EXERCISE AIM | Reproduce every line of the material below word for word, leaving out any pictures.

———

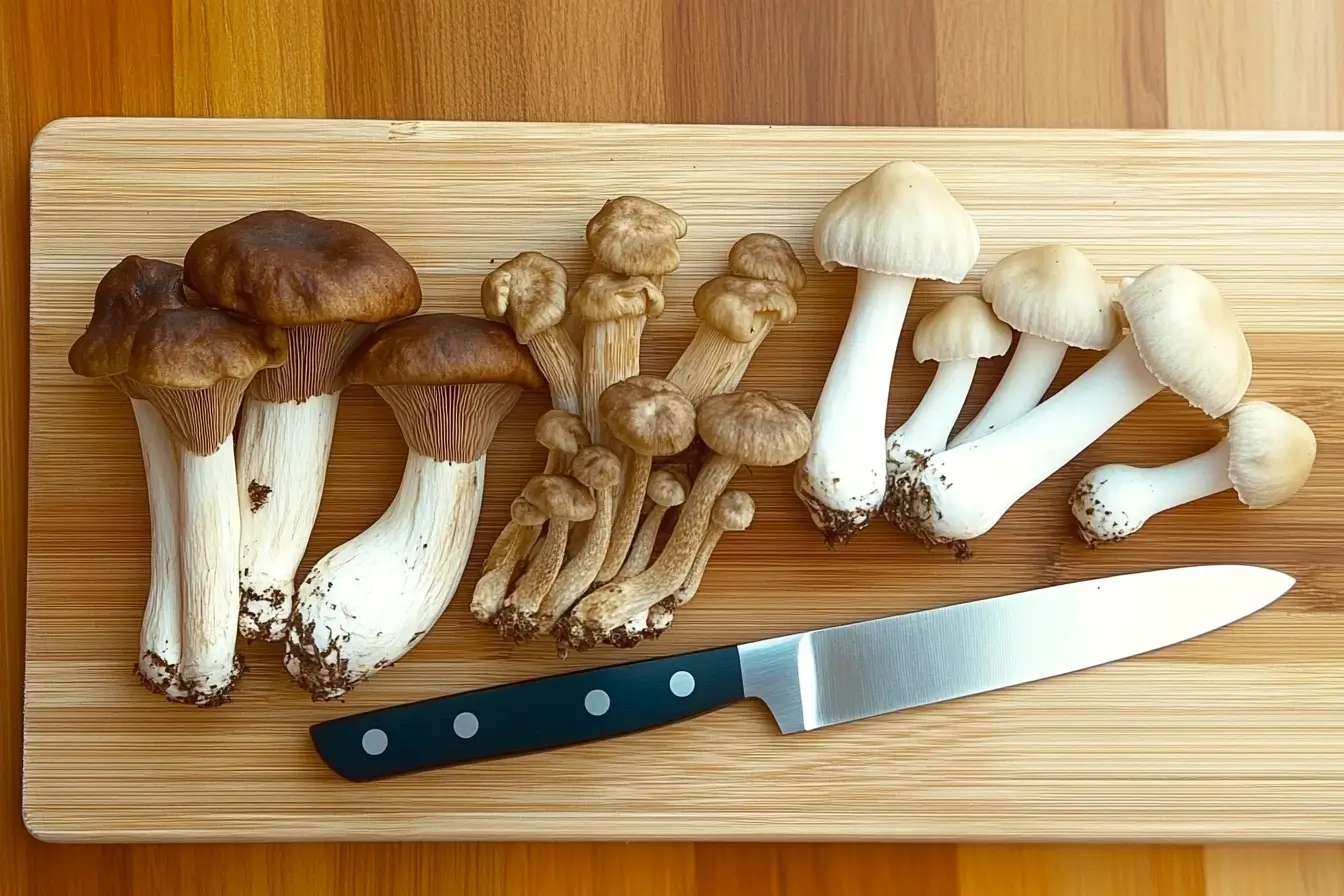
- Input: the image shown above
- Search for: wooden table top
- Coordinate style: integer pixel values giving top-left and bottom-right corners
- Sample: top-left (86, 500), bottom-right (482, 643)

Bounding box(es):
top-left (0, 0), bottom-right (1344, 896)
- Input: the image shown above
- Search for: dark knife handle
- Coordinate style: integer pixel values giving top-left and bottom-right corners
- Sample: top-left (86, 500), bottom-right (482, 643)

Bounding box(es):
top-left (310, 646), bottom-right (743, 780)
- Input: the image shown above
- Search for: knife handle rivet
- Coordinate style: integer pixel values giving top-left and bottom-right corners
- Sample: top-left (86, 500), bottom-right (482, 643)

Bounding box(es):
top-left (453, 712), bottom-right (481, 740)
top-left (668, 669), bottom-right (695, 697)
top-left (583, 688), bottom-right (612, 716)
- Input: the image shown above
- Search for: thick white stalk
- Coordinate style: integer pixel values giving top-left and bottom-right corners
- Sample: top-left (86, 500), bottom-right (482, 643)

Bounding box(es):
top-left (238, 394), bottom-right (340, 641)
top-left (177, 435), bottom-right (241, 705)
top-left (887, 359), bottom-right (976, 476)
top-left (914, 336), bottom-right (1163, 541)
top-left (285, 450), bottom-right (485, 700)
top-left (130, 398), bottom-right (187, 700)
top-left (948, 333), bottom-right (1068, 447)
top-left (796, 270), bottom-right (915, 541)
top-left (1071, 439), bottom-right (1232, 541)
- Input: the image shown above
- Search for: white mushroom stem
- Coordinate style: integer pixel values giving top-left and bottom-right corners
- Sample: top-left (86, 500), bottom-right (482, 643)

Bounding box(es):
top-left (238, 394), bottom-right (340, 641)
top-left (1070, 438), bottom-right (1232, 541)
top-left (285, 449), bottom-right (485, 700)
top-left (177, 435), bottom-right (241, 705)
top-left (906, 336), bottom-right (1163, 541)
top-left (130, 398), bottom-right (187, 700)
top-left (887, 359), bottom-right (976, 476)
top-left (797, 270), bottom-right (915, 541)
top-left (949, 333), bottom-right (1068, 447)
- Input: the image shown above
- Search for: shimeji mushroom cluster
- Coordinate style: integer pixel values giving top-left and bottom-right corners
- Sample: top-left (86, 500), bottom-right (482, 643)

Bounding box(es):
top-left (472, 196), bottom-right (810, 654)
top-left (794, 161), bottom-right (1316, 557)
top-left (69, 211), bottom-right (544, 707)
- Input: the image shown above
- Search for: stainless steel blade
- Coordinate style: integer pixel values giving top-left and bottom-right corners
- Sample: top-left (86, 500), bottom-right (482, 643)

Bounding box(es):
top-left (738, 566), bottom-right (1293, 733)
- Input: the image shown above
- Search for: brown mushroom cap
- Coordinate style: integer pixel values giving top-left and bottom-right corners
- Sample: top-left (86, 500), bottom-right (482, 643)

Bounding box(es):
top-left (69, 255), bottom-right (185, 386)
top-left (573, 271), bottom-right (664, 327)
top-left (598, 376), bottom-right (695, 457)
top-left (586, 196), bottom-right (685, 277)
top-left (692, 274), bottom-right (798, 343)
top-left (345, 313), bottom-right (546, 388)
top-left (728, 234), bottom-right (808, 293)
top-left (696, 391), bottom-right (812, 466)
top-left (481, 253), bottom-right (569, 345)
top-left (183, 211), bottom-right (421, 326)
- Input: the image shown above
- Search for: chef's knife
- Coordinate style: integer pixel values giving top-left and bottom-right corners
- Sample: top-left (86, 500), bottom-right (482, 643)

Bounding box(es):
top-left (310, 566), bottom-right (1293, 780)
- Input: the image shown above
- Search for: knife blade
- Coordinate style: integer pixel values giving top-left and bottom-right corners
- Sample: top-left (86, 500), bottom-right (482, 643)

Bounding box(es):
top-left (309, 566), bottom-right (1294, 782)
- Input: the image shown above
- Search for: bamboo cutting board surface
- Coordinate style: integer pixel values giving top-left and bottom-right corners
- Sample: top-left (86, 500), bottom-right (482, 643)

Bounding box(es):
top-left (23, 120), bottom-right (1344, 841)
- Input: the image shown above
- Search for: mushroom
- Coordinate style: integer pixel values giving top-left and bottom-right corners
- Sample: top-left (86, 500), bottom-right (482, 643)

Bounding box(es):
top-left (1070, 402), bottom-right (1316, 544)
top-left (554, 391), bottom-right (812, 653)
top-left (887, 296), bottom-right (1012, 477)
top-left (950, 243), bottom-right (1122, 447)
top-left (69, 255), bottom-right (187, 701)
top-left (183, 211), bottom-right (421, 641)
top-left (495, 473), bottom-right (597, 641)
top-left (285, 314), bottom-right (546, 700)
top-left (896, 265), bottom-right (1251, 556)
top-left (794, 161), bottom-right (980, 544)
top-left (125, 308), bottom-right (286, 707)
top-left (597, 376), bottom-right (695, 583)
top-left (668, 234), bottom-right (808, 403)
top-left (481, 253), bottom-right (579, 415)
top-left (612, 466), bottom-right (691, 582)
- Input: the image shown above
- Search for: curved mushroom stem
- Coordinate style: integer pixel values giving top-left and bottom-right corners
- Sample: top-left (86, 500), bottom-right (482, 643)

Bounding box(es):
top-left (238, 394), bottom-right (340, 641)
top-left (948, 333), bottom-right (1068, 447)
top-left (794, 270), bottom-right (915, 543)
top-left (1068, 438), bottom-right (1232, 544)
top-left (130, 398), bottom-right (187, 701)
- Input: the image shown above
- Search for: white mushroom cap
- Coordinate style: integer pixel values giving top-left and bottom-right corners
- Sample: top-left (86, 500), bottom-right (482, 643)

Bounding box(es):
top-left (812, 161), bottom-right (980, 283)
top-left (914, 296), bottom-right (1012, 364)
top-left (980, 243), bottom-right (1121, 349)
top-left (1117, 265), bottom-right (1251, 416)
top-left (1227, 402), bottom-right (1316, 509)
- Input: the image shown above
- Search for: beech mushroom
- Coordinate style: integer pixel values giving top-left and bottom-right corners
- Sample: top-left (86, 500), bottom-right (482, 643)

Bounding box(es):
top-left (69, 255), bottom-right (187, 701)
top-left (597, 376), bottom-right (695, 583)
top-left (950, 243), bottom-right (1122, 447)
top-left (184, 211), bottom-right (421, 641)
top-left (285, 314), bottom-right (546, 700)
top-left (668, 234), bottom-right (808, 403)
top-left (887, 296), bottom-right (1012, 477)
top-left (495, 473), bottom-right (597, 641)
top-left (613, 466), bottom-right (691, 582)
top-left (1070, 402), bottom-right (1316, 544)
top-left (895, 265), bottom-right (1251, 552)
top-left (794, 161), bottom-right (980, 544)
top-left (481, 253), bottom-right (579, 415)
top-left (125, 308), bottom-right (286, 707)
top-left (555, 391), bottom-right (812, 653)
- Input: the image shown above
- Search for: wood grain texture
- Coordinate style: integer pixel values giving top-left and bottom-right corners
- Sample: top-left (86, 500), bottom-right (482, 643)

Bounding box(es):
top-left (0, 0), bottom-right (1344, 896)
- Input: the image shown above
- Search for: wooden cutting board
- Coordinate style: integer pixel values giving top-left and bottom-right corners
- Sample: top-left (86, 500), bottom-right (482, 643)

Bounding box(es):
top-left (23, 120), bottom-right (1344, 841)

———

THE SOLUTION |
- Input: the image shown above
- Search for: wooden table top
- Coordinate style: integer pixel values giving top-left and bottom-right corners
- Sample: top-left (86, 500), bottom-right (482, 643)

Bounding box(es):
top-left (0, 0), bottom-right (1344, 896)
- Input: the image shown above
- Search for: dark knife handle
- Coordinate style: integer pixel values giving top-left and bottom-right corners
- Sample: top-left (86, 500), bottom-right (482, 643)

Bounding box(es):
top-left (310, 646), bottom-right (743, 780)
- Input: the image shown above
- Search for: knife handle rivet
- Coordinate style: integer pixel values giving top-left and bottom-right corners
- Sample: top-left (86, 500), bottom-right (482, 643)

Bounding box(es):
top-left (453, 712), bottom-right (481, 740)
top-left (668, 669), bottom-right (695, 697)
top-left (583, 688), bottom-right (612, 716)
- Input: the image shown above
- Search for: thick white stalk
- Coordinate style: integer pixel values giving top-left and bottom-right corners
- Sample: top-left (86, 500), bottom-right (482, 643)

Bounding box(es):
top-left (238, 394), bottom-right (340, 641)
top-left (177, 435), bottom-right (241, 705)
top-left (887, 359), bottom-right (976, 476)
top-left (914, 336), bottom-right (1163, 541)
top-left (285, 450), bottom-right (485, 700)
top-left (130, 398), bottom-right (187, 700)
top-left (948, 333), bottom-right (1068, 447)
top-left (796, 270), bottom-right (915, 541)
top-left (1071, 439), bottom-right (1232, 541)
- Input: the image shown above
- Search for: white mushroom stem
- Coordinate style: integer pixel values giving top-left and bottom-right corners
- Sample: top-left (86, 500), bottom-right (482, 643)

Bounding box(es):
top-left (238, 394), bottom-right (340, 641)
top-left (1070, 438), bottom-right (1232, 541)
top-left (285, 449), bottom-right (485, 700)
top-left (177, 435), bottom-right (241, 705)
top-left (906, 336), bottom-right (1163, 541)
top-left (130, 398), bottom-right (187, 700)
top-left (887, 359), bottom-right (976, 476)
top-left (797, 270), bottom-right (915, 541)
top-left (949, 333), bottom-right (1068, 447)
- Input: the image shown above
- Search for: shimeji mushroom cluster
- Coordinate style: integer pixel values giving top-left and bottom-right corners
- Sample: top-left (86, 500), bottom-right (482, 643)

Bounding box(es):
top-left (472, 196), bottom-right (810, 654)
top-left (794, 161), bottom-right (1316, 557)
top-left (69, 211), bottom-right (544, 707)
- Input: the image shown above
- Search for: stainless steel blade
- Coordinate style: integer pixel values giving top-left and bottom-right corners
- Sample: top-left (86, 500), bottom-right (482, 643)

Bounding box(es):
top-left (738, 566), bottom-right (1293, 733)
- Input: the image shown above
- Search for: brown mushroom cap
- Coordinate style: integer pixel values giving top-left and bottom-right corners
- Sample: top-left (86, 500), bottom-right (482, 643)

Bounding box(es):
top-left (69, 255), bottom-right (185, 386)
top-left (573, 271), bottom-right (664, 327)
top-left (598, 376), bottom-right (695, 457)
top-left (586, 196), bottom-right (685, 277)
top-left (692, 274), bottom-right (798, 343)
top-left (345, 313), bottom-right (546, 388)
top-left (728, 234), bottom-right (808, 293)
top-left (696, 391), bottom-right (812, 466)
top-left (481, 253), bottom-right (569, 345)
top-left (183, 211), bottom-right (421, 326)
- Input: the image shown above
- Search for: chef's knife
- Coordinate style: integer pixel values giving top-left and bottom-right corners
- Sample: top-left (86, 500), bottom-right (482, 643)

Bounding box(es):
top-left (310, 566), bottom-right (1293, 780)
- Input: the image shown above
- Search for: knife blade
- Coordinate style: integer pixel values giving top-left and bottom-right corners
- Sample: top-left (86, 500), bottom-right (482, 643)

Bounding box(es):
top-left (309, 566), bottom-right (1294, 782)
- Input: the image shown above
- Search for: bamboo cutting board surface
- Coordinate style: integer pixel values giving top-left and bottom-right corners
- Sample: top-left (86, 500), bottom-right (482, 643)

Bounding box(es):
top-left (23, 120), bottom-right (1344, 841)
- Input: the image shown above
- Search for: mushroom
- Coordinate style: integer pixel values giving top-left and bottom-right corners
- Sample: top-left (86, 500), bottom-right (482, 643)

Bounding box(es):
top-left (1070, 402), bottom-right (1316, 544)
top-left (554, 391), bottom-right (812, 653)
top-left (887, 296), bottom-right (1012, 477)
top-left (950, 243), bottom-right (1122, 447)
top-left (69, 255), bottom-right (187, 701)
top-left (183, 211), bottom-right (421, 641)
top-left (495, 473), bottom-right (597, 641)
top-left (285, 314), bottom-right (546, 700)
top-left (896, 265), bottom-right (1251, 556)
top-left (794, 161), bottom-right (980, 544)
top-left (125, 308), bottom-right (286, 707)
top-left (597, 376), bottom-right (695, 583)
top-left (668, 234), bottom-right (808, 403)
top-left (481, 253), bottom-right (579, 415)
top-left (612, 466), bottom-right (691, 582)
- Input: the image shown above
- Search for: curved mushroom stem
- Coordinate style: integer pixel values giving top-left and bottom-right corners
- Sample: top-left (86, 500), bottom-right (482, 643)

Bounding box(es):
top-left (238, 394), bottom-right (340, 641)
top-left (948, 333), bottom-right (1068, 447)
top-left (794, 270), bottom-right (915, 543)
top-left (1068, 438), bottom-right (1232, 544)
top-left (130, 398), bottom-right (187, 701)
- Input: the image shown above
- Search for: white mushroom cap
- Coordinate style: integer pixel values giving top-left and bottom-right corners
- Sample: top-left (86, 500), bottom-right (482, 643)

Bounding box(es):
top-left (812, 161), bottom-right (980, 283)
top-left (914, 296), bottom-right (1012, 364)
top-left (980, 243), bottom-right (1121, 349)
top-left (1117, 265), bottom-right (1251, 416)
top-left (1227, 402), bottom-right (1316, 509)
- Input: the image shown above
- Search for: beech mushroom
- Coordinate style: integer pixel values giving top-left and bottom-right corners
- Sample: top-left (86, 500), bottom-right (482, 643)

Bounding box(es):
top-left (69, 255), bottom-right (187, 701)
top-left (597, 376), bottom-right (695, 583)
top-left (950, 243), bottom-right (1122, 447)
top-left (184, 211), bottom-right (421, 641)
top-left (285, 314), bottom-right (546, 700)
top-left (668, 234), bottom-right (808, 403)
top-left (887, 296), bottom-right (1012, 477)
top-left (495, 473), bottom-right (597, 641)
top-left (613, 466), bottom-right (691, 582)
top-left (1070, 402), bottom-right (1316, 544)
top-left (895, 265), bottom-right (1251, 552)
top-left (794, 161), bottom-right (980, 544)
top-left (481, 253), bottom-right (579, 415)
top-left (125, 308), bottom-right (286, 707)
top-left (555, 391), bottom-right (812, 653)
- Input: the image shown above
- Search for: wood grain texture
- Coordinate style: integer pixel values giving top-left and bottom-right corners
- Sample: top-left (86, 500), bottom-right (482, 643)

Bounding box(es):
top-left (0, 0), bottom-right (1344, 896)
- Input: the image shown above
- Search for: wooden cutting board
- Coordinate style: integer pixel values giving top-left and bottom-right corners
- Sample: top-left (86, 500), bottom-right (482, 643)

Bounding box(es):
top-left (23, 120), bottom-right (1344, 841)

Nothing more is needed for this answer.